── RECORD LIST
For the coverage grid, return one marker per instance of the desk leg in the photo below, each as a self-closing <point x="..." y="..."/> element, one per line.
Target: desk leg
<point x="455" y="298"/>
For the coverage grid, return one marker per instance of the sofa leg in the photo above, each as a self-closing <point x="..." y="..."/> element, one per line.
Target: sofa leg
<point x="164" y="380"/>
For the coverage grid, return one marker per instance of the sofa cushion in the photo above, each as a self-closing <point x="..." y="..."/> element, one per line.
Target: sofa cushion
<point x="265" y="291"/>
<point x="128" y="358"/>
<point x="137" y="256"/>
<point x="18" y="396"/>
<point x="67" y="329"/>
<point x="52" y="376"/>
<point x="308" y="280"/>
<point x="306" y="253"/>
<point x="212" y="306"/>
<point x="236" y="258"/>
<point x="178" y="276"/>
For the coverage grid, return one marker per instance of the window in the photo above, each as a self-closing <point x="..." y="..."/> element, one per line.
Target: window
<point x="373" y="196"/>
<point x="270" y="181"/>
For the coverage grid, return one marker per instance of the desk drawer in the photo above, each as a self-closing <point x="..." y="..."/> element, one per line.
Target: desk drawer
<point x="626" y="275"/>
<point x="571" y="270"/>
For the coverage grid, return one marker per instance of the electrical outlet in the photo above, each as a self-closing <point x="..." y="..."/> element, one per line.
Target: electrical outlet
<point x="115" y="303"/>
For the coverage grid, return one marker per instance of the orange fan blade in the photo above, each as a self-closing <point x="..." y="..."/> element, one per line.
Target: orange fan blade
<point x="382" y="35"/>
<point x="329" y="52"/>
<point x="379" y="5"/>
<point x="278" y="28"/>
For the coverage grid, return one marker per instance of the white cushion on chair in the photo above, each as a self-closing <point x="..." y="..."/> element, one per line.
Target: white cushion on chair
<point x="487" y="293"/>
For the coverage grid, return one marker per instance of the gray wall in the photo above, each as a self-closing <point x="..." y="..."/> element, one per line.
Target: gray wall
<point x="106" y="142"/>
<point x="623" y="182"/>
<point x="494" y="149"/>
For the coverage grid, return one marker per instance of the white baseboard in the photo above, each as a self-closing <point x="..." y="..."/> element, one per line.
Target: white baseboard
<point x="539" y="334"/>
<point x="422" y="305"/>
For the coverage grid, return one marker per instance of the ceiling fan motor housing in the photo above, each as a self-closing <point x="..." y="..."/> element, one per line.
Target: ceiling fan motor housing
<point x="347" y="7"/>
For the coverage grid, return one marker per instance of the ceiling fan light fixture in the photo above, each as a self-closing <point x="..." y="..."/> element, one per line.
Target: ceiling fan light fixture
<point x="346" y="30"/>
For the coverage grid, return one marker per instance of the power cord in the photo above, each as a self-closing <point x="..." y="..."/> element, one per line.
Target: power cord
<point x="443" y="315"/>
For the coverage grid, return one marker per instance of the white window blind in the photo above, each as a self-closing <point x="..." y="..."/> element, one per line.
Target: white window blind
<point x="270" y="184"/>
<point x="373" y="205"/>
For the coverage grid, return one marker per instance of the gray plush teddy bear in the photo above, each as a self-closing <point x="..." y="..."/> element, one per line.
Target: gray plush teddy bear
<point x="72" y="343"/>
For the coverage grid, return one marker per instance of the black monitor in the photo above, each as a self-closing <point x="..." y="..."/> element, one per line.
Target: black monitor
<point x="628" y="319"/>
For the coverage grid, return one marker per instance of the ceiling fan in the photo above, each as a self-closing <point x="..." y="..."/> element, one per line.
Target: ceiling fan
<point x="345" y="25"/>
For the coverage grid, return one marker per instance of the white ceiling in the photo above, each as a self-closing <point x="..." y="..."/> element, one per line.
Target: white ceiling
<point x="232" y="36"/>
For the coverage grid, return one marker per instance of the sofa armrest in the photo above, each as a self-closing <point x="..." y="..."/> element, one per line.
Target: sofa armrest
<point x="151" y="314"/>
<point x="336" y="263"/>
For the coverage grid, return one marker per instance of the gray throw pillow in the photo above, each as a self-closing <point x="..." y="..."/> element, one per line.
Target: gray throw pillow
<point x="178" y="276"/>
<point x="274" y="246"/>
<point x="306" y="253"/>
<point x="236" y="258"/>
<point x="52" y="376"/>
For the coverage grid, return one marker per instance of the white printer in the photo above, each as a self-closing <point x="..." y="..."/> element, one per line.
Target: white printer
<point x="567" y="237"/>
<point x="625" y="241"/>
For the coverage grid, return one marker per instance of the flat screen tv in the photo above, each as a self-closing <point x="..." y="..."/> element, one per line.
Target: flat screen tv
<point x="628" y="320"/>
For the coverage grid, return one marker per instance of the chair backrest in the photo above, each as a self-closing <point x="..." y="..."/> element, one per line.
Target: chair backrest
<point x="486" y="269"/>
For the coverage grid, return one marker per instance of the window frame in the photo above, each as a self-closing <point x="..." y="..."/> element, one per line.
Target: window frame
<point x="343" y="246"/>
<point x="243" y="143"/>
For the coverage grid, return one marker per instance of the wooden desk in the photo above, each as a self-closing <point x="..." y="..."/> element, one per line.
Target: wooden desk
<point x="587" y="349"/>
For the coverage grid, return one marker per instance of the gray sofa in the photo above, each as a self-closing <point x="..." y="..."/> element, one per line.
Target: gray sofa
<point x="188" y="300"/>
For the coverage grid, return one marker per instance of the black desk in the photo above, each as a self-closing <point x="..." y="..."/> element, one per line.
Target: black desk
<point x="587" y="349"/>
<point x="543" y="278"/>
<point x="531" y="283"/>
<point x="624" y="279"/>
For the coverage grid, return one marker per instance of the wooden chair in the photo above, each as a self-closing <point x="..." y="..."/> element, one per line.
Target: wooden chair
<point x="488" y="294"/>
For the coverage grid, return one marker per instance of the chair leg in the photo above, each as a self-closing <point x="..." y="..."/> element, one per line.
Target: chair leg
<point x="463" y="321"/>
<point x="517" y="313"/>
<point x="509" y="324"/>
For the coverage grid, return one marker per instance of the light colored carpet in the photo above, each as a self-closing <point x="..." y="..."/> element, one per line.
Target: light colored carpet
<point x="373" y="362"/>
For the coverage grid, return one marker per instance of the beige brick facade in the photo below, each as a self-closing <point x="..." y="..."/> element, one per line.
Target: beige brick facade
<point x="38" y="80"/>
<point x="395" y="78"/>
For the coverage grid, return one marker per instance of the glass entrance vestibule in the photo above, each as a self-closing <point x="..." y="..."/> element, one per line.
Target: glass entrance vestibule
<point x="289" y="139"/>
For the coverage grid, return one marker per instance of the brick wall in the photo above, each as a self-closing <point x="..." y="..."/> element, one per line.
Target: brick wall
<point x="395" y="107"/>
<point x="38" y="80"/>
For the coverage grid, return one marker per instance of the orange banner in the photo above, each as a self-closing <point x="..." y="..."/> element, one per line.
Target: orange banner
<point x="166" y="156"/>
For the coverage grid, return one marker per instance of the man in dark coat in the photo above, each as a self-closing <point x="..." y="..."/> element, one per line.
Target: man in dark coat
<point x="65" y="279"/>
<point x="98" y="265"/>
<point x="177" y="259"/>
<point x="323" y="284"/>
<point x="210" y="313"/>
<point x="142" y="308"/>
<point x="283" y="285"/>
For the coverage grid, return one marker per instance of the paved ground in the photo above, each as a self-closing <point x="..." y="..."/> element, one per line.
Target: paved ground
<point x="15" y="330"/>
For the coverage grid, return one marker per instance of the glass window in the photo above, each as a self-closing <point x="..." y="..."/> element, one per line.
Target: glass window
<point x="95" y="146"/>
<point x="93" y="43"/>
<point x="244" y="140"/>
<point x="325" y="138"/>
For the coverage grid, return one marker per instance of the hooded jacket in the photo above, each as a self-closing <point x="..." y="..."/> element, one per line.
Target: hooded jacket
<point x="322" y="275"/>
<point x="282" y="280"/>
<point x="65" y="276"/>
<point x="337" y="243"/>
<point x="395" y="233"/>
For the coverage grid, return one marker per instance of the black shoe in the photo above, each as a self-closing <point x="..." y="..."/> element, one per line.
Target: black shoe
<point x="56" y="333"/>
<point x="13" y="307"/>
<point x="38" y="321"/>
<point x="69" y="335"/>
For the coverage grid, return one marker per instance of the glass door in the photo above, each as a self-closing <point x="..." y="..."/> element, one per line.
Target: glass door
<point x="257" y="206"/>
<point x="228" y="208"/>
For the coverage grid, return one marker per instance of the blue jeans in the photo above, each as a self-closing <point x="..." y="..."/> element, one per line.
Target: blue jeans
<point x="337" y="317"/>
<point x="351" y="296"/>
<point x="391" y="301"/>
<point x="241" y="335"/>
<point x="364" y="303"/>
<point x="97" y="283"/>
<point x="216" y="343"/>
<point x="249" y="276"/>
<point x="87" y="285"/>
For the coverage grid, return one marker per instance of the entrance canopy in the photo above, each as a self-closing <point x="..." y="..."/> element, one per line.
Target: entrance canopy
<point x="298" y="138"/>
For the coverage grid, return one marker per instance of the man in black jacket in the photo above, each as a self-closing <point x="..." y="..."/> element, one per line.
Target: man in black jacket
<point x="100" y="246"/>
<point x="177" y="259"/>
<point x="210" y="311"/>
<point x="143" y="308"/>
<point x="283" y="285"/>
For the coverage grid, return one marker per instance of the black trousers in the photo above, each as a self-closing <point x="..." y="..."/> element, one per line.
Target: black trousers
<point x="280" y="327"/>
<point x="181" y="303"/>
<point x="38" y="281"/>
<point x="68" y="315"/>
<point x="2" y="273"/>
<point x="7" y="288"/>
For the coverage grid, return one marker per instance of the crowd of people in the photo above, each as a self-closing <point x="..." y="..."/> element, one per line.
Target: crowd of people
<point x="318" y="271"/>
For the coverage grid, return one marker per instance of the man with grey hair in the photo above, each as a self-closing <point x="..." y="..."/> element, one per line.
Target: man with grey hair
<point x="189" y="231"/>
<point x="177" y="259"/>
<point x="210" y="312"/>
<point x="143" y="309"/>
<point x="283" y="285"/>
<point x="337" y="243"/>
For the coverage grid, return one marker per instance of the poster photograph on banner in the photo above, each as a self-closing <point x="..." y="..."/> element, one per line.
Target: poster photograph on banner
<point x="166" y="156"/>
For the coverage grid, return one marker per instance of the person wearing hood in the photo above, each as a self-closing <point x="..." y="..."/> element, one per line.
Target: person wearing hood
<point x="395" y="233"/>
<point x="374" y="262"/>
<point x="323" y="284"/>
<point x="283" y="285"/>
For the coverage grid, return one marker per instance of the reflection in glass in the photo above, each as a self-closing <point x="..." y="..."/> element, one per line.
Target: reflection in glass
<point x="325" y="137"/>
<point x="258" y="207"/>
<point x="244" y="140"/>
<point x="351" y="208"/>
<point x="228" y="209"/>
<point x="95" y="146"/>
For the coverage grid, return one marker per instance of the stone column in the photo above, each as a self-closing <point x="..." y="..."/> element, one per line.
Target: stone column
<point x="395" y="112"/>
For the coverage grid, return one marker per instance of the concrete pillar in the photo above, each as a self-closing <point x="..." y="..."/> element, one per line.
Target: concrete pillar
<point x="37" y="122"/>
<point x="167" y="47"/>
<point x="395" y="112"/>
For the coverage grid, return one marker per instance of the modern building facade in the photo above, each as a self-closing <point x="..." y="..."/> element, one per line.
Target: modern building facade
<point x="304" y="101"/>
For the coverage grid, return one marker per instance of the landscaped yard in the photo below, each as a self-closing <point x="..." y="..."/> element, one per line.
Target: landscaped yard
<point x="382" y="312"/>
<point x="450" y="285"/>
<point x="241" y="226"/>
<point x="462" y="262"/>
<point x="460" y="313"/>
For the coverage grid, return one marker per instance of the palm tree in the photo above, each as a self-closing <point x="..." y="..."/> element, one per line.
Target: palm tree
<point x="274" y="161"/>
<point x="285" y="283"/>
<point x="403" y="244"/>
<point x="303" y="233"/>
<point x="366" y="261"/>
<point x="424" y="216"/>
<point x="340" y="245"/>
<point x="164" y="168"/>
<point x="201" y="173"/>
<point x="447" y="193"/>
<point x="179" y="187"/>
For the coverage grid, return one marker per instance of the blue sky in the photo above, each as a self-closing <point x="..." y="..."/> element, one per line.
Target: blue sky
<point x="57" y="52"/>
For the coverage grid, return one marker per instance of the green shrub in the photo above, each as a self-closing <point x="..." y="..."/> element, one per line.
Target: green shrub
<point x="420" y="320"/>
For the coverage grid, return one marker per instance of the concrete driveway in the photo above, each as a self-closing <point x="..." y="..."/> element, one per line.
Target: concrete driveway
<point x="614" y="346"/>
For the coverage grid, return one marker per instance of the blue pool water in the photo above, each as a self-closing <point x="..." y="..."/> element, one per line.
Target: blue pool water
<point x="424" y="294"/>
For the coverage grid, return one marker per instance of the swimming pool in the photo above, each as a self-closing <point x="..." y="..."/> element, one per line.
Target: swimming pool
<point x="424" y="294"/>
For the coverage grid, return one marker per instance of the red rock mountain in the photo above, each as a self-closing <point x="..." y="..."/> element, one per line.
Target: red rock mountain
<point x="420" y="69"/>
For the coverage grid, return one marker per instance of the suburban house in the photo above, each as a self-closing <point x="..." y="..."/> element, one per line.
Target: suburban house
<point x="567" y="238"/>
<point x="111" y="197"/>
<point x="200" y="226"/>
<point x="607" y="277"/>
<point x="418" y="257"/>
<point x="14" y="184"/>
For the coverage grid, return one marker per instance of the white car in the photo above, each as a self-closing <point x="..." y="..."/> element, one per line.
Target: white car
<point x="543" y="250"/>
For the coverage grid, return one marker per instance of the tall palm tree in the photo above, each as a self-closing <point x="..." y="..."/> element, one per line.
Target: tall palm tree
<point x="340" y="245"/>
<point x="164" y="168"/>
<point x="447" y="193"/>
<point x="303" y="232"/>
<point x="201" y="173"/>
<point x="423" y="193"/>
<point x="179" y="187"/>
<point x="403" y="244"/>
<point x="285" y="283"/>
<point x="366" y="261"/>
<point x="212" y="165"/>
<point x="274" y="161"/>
────
**WHAT IS NEEDED**:
In the entries above, find the line containing "of the tall". Set down that line and every line after it through the last one, exactly and alone.

**SOLUTION FOR THIS PROBLEM**:
For the coverage grid, return one marker per instance of the tall palm tree in the photo above, each as a self-closing <point x="..." y="..."/> element, one per line.
Target: tall palm tree
<point x="340" y="245"/>
<point x="164" y="168"/>
<point x="447" y="193"/>
<point x="303" y="232"/>
<point x="201" y="173"/>
<point x="423" y="193"/>
<point x="179" y="187"/>
<point x="403" y="244"/>
<point x="285" y="283"/>
<point x="366" y="261"/>
<point x="212" y="165"/>
<point x="274" y="161"/>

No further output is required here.